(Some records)
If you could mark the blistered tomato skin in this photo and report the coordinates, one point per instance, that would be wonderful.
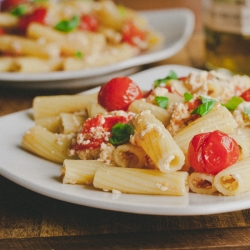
(246, 95)
(119, 93)
(212, 152)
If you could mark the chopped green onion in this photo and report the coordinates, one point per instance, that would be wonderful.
(68, 25)
(121, 133)
(79, 54)
(162, 101)
(205, 107)
(233, 103)
(188, 96)
(247, 112)
(170, 76)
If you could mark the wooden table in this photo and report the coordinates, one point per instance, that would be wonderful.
(31, 221)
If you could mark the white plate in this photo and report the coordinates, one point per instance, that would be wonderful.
(176, 26)
(42, 176)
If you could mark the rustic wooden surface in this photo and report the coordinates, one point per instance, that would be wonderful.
(31, 221)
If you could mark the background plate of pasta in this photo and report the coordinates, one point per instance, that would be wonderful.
(180, 146)
(55, 44)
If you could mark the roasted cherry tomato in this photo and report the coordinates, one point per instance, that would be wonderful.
(212, 152)
(38, 16)
(97, 130)
(246, 95)
(118, 93)
(7, 5)
(1, 32)
(133, 35)
(89, 22)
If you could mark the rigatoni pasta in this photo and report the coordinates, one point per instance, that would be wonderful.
(80, 34)
(147, 148)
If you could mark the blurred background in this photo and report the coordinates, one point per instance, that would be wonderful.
(194, 5)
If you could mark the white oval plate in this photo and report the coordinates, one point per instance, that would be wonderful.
(42, 176)
(176, 26)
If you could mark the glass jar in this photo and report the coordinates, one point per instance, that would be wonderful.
(227, 35)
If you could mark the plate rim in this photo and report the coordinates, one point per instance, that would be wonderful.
(132, 62)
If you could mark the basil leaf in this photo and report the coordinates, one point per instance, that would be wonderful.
(121, 133)
(247, 112)
(205, 107)
(233, 103)
(68, 25)
(18, 11)
(171, 75)
(188, 96)
(122, 10)
(162, 101)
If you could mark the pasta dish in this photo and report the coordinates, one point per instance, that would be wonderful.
(47, 35)
(186, 134)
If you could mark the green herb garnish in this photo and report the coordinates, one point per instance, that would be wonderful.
(205, 107)
(171, 75)
(233, 103)
(188, 97)
(121, 133)
(162, 101)
(68, 25)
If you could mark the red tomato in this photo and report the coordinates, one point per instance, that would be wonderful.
(246, 95)
(2, 31)
(38, 16)
(132, 35)
(9, 4)
(212, 152)
(95, 131)
(89, 22)
(118, 93)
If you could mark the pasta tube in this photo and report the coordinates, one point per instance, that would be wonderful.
(35, 64)
(128, 155)
(234, 180)
(157, 142)
(201, 183)
(140, 181)
(85, 42)
(52, 123)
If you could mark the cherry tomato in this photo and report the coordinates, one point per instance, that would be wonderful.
(246, 95)
(132, 35)
(183, 78)
(38, 16)
(118, 93)
(9, 4)
(1, 31)
(89, 22)
(95, 131)
(212, 152)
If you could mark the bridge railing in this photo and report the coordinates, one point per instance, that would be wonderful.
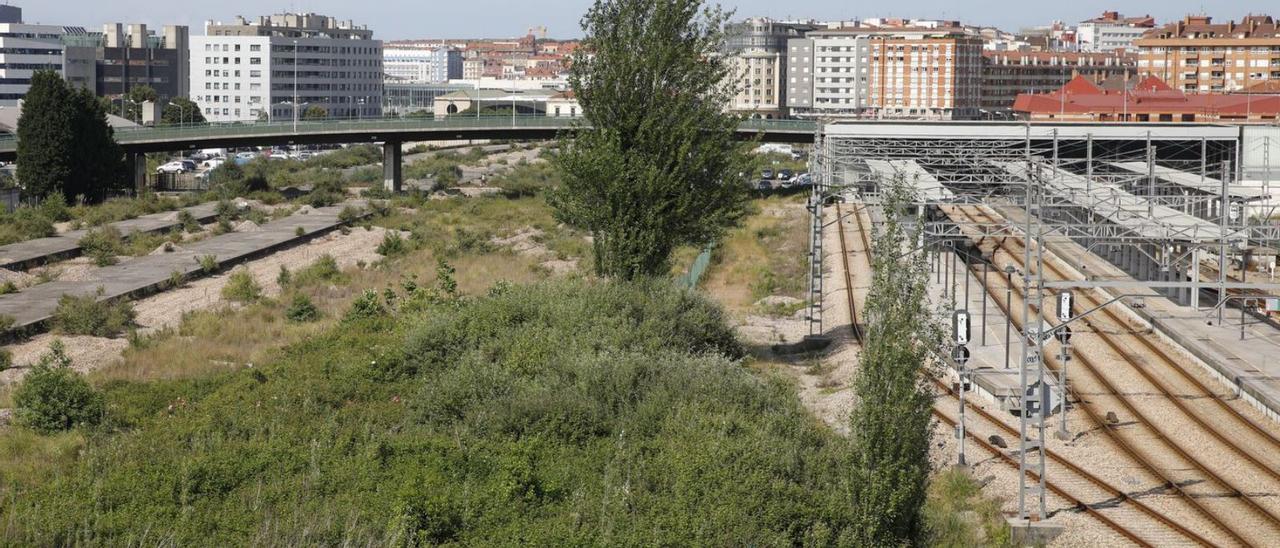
(184, 132)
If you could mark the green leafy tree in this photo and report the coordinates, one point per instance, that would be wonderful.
(656, 164)
(55, 397)
(182, 110)
(891, 423)
(46, 136)
(99, 160)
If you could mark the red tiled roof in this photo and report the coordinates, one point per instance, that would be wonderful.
(1150, 96)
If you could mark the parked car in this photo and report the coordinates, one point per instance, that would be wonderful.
(173, 167)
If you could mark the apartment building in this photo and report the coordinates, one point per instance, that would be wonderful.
(1006, 74)
(1111, 32)
(1198, 55)
(423, 63)
(759, 49)
(886, 68)
(827, 74)
(254, 71)
(924, 74)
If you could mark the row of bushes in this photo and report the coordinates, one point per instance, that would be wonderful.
(566, 412)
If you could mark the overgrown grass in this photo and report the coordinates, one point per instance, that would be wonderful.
(958, 515)
(766, 256)
(557, 414)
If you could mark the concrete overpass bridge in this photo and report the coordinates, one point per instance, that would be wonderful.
(389, 132)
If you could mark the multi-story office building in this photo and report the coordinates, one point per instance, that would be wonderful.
(423, 64)
(129, 55)
(251, 71)
(759, 50)
(1197, 55)
(26, 49)
(1006, 74)
(1111, 32)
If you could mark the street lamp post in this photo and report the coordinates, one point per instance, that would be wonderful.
(295, 86)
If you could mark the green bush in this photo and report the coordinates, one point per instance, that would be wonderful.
(365, 306)
(241, 287)
(208, 263)
(301, 309)
(53, 397)
(87, 315)
(104, 245)
(324, 269)
(392, 245)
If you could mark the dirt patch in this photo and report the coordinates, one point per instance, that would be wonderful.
(165, 310)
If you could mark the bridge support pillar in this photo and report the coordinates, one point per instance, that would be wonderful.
(137, 167)
(392, 159)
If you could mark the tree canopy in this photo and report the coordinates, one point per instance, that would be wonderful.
(65, 144)
(656, 164)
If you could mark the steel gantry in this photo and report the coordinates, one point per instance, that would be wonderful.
(1164, 205)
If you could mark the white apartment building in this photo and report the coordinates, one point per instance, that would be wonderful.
(827, 74)
(1111, 32)
(26, 49)
(423, 64)
(247, 72)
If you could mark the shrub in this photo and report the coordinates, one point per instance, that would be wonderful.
(177, 279)
(284, 277)
(55, 208)
(103, 243)
(350, 214)
(188, 222)
(88, 315)
(321, 270)
(301, 309)
(241, 287)
(368, 305)
(393, 245)
(53, 397)
(208, 263)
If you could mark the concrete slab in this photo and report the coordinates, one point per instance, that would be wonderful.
(1025, 533)
(35, 252)
(33, 306)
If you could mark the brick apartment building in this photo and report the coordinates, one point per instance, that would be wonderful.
(1006, 74)
(1198, 55)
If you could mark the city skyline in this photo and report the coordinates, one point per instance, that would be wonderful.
(498, 18)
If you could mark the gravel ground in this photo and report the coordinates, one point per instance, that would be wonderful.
(167, 309)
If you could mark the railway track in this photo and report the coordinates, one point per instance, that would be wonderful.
(1224, 506)
(1069, 482)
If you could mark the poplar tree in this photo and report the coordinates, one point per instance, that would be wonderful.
(654, 164)
(891, 420)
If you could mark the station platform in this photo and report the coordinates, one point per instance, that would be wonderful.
(1243, 355)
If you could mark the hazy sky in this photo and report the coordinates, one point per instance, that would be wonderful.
(392, 19)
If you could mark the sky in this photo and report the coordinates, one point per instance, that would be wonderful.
(397, 19)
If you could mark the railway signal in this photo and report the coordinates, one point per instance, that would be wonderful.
(960, 355)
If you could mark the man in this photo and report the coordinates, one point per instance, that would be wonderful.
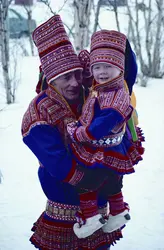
(44, 132)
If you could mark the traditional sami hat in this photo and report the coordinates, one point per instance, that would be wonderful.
(108, 46)
(56, 52)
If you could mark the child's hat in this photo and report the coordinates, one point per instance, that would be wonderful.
(108, 46)
(56, 52)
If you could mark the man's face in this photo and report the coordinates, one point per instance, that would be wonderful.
(69, 84)
(104, 72)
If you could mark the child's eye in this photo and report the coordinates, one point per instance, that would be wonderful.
(96, 67)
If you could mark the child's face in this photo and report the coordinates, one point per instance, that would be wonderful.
(104, 72)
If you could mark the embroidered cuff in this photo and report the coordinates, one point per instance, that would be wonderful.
(82, 135)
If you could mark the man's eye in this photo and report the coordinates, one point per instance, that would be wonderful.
(67, 77)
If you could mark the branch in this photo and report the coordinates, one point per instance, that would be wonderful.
(65, 1)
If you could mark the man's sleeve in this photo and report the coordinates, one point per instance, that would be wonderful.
(47, 145)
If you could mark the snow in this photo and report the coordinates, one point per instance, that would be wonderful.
(21, 197)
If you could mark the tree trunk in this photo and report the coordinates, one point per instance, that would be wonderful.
(82, 22)
(157, 53)
(5, 49)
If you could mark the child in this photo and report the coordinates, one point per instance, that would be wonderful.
(101, 140)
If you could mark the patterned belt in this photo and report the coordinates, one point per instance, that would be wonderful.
(60, 211)
(110, 141)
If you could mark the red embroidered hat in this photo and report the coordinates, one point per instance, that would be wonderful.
(108, 46)
(55, 50)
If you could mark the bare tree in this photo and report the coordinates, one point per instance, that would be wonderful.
(4, 45)
(30, 27)
(82, 10)
(146, 33)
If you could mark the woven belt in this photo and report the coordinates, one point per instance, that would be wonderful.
(65, 212)
(110, 141)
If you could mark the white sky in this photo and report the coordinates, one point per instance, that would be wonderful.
(21, 197)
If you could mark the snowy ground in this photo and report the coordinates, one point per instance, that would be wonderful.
(21, 198)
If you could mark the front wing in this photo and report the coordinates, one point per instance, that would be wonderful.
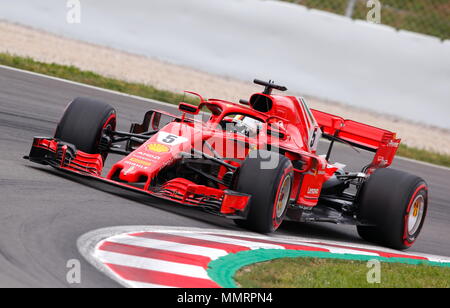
(65, 157)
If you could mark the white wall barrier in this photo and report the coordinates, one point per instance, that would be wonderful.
(311, 52)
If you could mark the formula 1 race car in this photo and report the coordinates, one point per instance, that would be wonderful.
(255, 162)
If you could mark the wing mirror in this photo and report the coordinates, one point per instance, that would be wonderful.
(188, 108)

**What the exercise asks:** Copy out, unchanged, the stretch from the line containing "If you could mark the white wall" through the end of the items.

**Expected output:**
If you could mark the white wall barrier in this photo and report the coordinates, one point per instance, that would be wonderful.
(311, 52)
If you could mark the formula 1 race car in this photo and report the coordinates, one point per instance, that would be wonderful.
(255, 162)
If you could mark the wing mirror in this photo and report the coordinates, one point per instance, that would be wonderful.
(188, 108)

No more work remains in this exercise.